[Page]
Have you ever had that feeling like the world is just moving on without you? That you've had some profound internal (and thus invisible to the world) shift that causes you to feel, think or see the world differently and it is simply unfathomable that the world doesn't see or mirror this change? Like you are awake, only to realize everyone else is still sleeping.


An example could be the loss of someone near and dear to you: grief consumes days, weeks, months... and when you finally come up for air at some point, you are "alone" and everyone else is continuing to live life, seemingly without you.


Or you've had incredible experiences and interactions at summer camp or spent a semester abroad in another country or culture, only to return changed to your world that is unchanged, unmoved, unaffected by what you've seen and heard and done.


This past weekend was my third 4-day intensive for the Training Certificate in Narrative Focused Trauma Care at the Allender Center in Seattle, WA. The training is excellent, the speakers are gifted and knowledgeable, and the information is useful. But more than that, the time spent doing group work, where we put our training into practice, is the real treasure. In group we participate, do the holy and scared work of, engaging each others' stories of trauma and harm using the tools, resources and knowledge we've gained in our readings and instruction-time in the presences of a seasoned and gifted story-sage facilitator.


I have described this group work to my friends back home as having my insides on the

outside. It was jarring at first, to "spill" my guts, the deep places of shame and harm to people who don't even know my kids' names... But after three 4-day intensives (what honestly feels like years!) these group members have become my brothers and sisters, mothers and fathers, caring for me with curious and kind eyes, hearing with hearts of love and a desire to see my goodness, and offering healing words that are like salve to an open wound.

[Rows]
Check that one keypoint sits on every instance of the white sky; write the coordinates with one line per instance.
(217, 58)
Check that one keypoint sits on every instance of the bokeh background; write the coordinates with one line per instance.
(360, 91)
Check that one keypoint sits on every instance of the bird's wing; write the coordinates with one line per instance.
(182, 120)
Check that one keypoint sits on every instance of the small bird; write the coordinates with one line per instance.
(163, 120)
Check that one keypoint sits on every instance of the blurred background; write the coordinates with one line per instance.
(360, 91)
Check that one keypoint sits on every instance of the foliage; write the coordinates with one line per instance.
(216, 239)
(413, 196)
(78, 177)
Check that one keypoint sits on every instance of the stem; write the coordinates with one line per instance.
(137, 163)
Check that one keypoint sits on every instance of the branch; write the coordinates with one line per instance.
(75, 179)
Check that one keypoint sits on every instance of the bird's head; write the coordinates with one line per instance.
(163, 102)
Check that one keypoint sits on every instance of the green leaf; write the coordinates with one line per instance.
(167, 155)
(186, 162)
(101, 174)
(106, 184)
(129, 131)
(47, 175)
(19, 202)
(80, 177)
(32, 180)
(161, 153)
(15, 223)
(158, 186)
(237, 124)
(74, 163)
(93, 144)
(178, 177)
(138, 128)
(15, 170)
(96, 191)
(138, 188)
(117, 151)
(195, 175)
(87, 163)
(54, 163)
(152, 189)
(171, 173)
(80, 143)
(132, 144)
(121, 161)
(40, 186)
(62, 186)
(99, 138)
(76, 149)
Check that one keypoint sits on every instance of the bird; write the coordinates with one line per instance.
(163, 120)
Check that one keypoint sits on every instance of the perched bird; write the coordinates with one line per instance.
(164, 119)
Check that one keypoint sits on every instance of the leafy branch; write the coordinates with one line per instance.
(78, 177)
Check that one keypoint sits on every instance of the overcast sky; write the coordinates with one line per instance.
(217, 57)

[Given problem 1] Output the passage from the trauma care training post between "outside. It was" and "an open wound.", inclusive.
[Given problem 2] According to the post about the trauma care training, which intensive did the writer attend this past weekend, and for what certificate?
[Given problem 3] Resume the post about the trauma care training from where it stops, setting the listing aside.

[Written reply 1]
outside. It was jarring at first, to "spill" my guts, the deep places of shame and harm to people who don't even know my kids' names... But after three 4-day intensives (what honestly feels like years!) these group members have become my brothers and sisters, mothers and fathers, caring for me with curious and kind eyes, hearing with hearts of love and a desire to see my goodness, and offering healing words that are like salve to an open wound.

[Written reply 2] The third 4-day intensive, for the Training Certificate in Narrative Focused Trauma Care.

[Written reply 3]
It was a taste of heaven.

Dan Allender, the founder of the Allender Center, warned us: You can not have this moment again. You have had a taste of the goodness of God in the land of the living. A taste. This level of intimacy and care received here is not often replicated "out there" in our daily lives. The temptation will be to try to hold on to this, to stay. But alas at the end of our time together, we all head to our homes--scattered all across America.


And so, as I am at home processing the week, the new information and resources, the places where I have been seen and heard in my own story work, the hope for the final four-day intensive in March, I am left in a kind of intimacy hangover. My world, my family, my husband and kids, my friends and co-workers... they have not experienced this taste of heaven. I have. And I am internally and eternally changed.

Intimacy Hangover: the jolting experience of coming out of a place of intimacy, vulnerability, attunement, containment, and repair that leave one with a state of weariness and longing for more, while simultaneously bringing a sense of awe and gratitude for being seen and heard.

I am grateful for my husband, who not only makes it possible for me to do this elite training by taking care of the kids while I'm away, but who also took the day off to spend with me the day after I returned so we could re-connect and unpack the week together.


I am grateful for my friends, near and far, who prayed for me while I was away this weekend, who offered kind support in a text message, or who listened as I processed my experience over a long walk or a cup of coffee (or in my case a glass of water ;-).


I am in awe of the ways God has been moving in my story and how I get the joy and pleasure to see how it affects others; the way God is using my story and my gifts for the benefit of those around me.

I am in awe of the profound impact of the 7 strangers that have become seers into my soul, healers into my hurt, and truth-tellers to the beauty and the brokenness that we each hold.


May it be on earth as it is in heaven.

That, my friends, is hope.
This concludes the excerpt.